** START DATA EXCERPTS **

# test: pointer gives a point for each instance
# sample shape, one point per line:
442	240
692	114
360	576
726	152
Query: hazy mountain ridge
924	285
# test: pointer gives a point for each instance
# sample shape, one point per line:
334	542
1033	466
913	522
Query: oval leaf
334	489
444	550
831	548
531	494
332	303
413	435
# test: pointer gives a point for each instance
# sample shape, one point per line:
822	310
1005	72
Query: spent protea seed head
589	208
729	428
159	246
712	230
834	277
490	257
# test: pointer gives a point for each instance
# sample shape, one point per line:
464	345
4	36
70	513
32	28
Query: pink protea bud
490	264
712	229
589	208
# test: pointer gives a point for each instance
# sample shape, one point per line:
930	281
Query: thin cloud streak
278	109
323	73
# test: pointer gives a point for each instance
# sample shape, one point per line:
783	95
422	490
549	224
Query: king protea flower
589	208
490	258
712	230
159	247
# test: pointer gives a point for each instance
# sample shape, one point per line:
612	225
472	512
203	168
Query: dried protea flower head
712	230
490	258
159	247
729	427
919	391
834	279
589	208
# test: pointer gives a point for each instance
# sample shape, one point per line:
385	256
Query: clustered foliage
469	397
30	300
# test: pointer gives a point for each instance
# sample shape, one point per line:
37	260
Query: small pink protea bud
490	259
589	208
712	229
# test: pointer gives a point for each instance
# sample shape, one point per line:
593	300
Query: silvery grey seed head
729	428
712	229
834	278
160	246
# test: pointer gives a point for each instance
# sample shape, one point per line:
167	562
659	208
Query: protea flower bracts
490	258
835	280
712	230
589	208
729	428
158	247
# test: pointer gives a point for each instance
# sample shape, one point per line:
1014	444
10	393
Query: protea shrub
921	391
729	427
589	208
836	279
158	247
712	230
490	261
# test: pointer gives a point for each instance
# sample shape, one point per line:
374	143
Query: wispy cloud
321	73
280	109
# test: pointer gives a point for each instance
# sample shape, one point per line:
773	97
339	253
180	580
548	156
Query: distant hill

** END DATA EXCERPTS **

» AIM OF THE EXERCISE
Type the whole listing again, unaltered.

» RESULT FOR THIS EXERCISE
# test: pointer gives a point for each instance
# sample shape, one point per line:
442	240
692	114
360	576
726	152
Query: hazy mountain ridge
924	285
# test: pointer gives a point for each instance
# sample shape, one point per line:
334	542
1033	466
913	522
Query: oval leaf
334	489
444	550
831	548
531	494
332	303
413	435
# test: pointer gives a point for each instance
# sample shape, one point per line:
822	310
1005	72
Query: spent protea seed head
589	208
729	428
159	246
712	230
834	277
490	257
# test: pointer gives a point for each instance
# sample shape, one point per line:
464	345
4	36
70	513
32	28
Query: pink protea bud
490	264
712	229
589	208
# test: pointer gives a point for each instance
# sample shape, one point per line:
930	281
Query: thin cloud streak
278	109
323	73
# test: pointer gives a point for each instance
# sample shape, one point per line:
783	95
422	490
549	224
Query: king protea flower
589	208
490	258
712	230
159	247
# test: pointer gives a point for each instance
# sample shape, one point per line:
612	225
472	512
203	168
Query: dried protea flower head
712	230
490	258
159	247
729	427
919	391
834	279
589	208
# test: pointer gives a point for each instance
# sample shape, one point per line:
385	256
Query: clustered foliage
469	397
30	300
# test: pointer gives a point for each instance
# sample shape, one point per line:
37	260
Query: small pink protea bud
490	259
589	208
712	229
# test: pointer gives a point for each instance
# sample shape, one point per line:
593	300
Query: silvery grey seed head
729	428
712	229
834	278
160	246
# test: pointer gives a point for each instance
# sample shape, one point per line:
167	562
659	208
Query: protea flower bracts
490	258
835	280
712	230
589	208
729	428
158	247
# test: pointer gives a point for each instance
# sample shape, one point per line:
1014	444
10	393
Query: protea shrub
921	391
729	427
589	208
836	279
158	247
712	230
490	261
# test: pointer gives a point for each instance
# sample shape, one point per line:
374	143
Query: wispy cloud
321	73
280	109
# test: pointer gives a point for each instance
# sample shape, one point per line:
773	97
339	253
180	580
548	156
Query: distant hill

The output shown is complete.